Work required:
Reproduce verbatim the lines below, beginning with the first line and ending with the line that contains "169), (339, 179)]", both included.

Supplied material:
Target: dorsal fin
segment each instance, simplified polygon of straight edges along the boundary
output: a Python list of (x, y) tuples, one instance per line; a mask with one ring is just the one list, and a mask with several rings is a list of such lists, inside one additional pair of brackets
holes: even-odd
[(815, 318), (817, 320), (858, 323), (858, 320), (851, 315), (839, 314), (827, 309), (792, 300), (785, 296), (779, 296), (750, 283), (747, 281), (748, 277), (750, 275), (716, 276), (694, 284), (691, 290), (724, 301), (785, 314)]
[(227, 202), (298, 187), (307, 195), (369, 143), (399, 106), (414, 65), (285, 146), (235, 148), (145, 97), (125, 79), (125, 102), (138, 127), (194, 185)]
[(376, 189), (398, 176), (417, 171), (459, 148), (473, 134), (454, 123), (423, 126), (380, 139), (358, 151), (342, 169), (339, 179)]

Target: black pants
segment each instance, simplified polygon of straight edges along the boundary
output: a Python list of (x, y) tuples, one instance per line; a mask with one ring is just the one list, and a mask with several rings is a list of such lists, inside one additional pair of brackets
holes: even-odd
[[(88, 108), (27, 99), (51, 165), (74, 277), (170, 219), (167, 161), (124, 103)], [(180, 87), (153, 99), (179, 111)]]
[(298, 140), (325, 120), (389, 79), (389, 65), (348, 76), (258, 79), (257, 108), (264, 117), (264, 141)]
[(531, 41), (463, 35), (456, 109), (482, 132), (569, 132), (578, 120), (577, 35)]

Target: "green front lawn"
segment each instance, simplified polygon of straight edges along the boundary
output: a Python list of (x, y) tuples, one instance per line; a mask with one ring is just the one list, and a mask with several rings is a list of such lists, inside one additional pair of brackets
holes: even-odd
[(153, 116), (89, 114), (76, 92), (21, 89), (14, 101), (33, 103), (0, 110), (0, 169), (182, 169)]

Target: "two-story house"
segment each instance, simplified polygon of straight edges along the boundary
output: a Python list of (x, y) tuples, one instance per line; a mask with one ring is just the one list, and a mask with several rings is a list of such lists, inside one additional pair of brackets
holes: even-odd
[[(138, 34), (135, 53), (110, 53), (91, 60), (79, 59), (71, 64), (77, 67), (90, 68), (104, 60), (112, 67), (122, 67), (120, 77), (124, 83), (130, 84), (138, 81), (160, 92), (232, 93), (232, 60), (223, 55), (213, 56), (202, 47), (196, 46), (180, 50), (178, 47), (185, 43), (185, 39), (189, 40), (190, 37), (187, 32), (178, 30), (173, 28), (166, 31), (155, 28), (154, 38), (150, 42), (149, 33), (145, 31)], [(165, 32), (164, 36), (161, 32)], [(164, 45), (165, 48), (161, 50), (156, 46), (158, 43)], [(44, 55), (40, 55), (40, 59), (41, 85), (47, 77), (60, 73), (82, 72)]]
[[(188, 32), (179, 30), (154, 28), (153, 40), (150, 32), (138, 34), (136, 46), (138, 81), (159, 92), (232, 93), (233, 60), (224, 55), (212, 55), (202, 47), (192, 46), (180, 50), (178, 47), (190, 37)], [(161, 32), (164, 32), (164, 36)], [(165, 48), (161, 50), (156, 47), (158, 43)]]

Written reply:
Target: dorsal fin
segment each instance, simplified polygon of straight edges along the boundary
output: a Python list of (x, y) tuples, one instance per line; a mask with one ring is just the one list, and a mask with several rings is a list of such lists, inside one additional pair of brackets
holes: even-odd
[(815, 318), (817, 320), (858, 323), (858, 320), (851, 315), (839, 314), (827, 309), (792, 300), (785, 296), (779, 296), (750, 283), (747, 281), (748, 277), (750, 275), (716, 276), (694, 284), (691, 290), (724, 301), (785, 314)]
[(227, 202), (298, 187), (307, 195), (369, 143), (399, 106), (414, 65), (285, 146), (235, 148), (145, 97), (125, 79), (125, 102), (138, 127), (194, 185)]
[(376, 189), (398, 176), (417, 171), (459, 148), (473, 134), (454, 123), (423, 126), (380, 139), (358, 151), (342, 169), (339, 179)]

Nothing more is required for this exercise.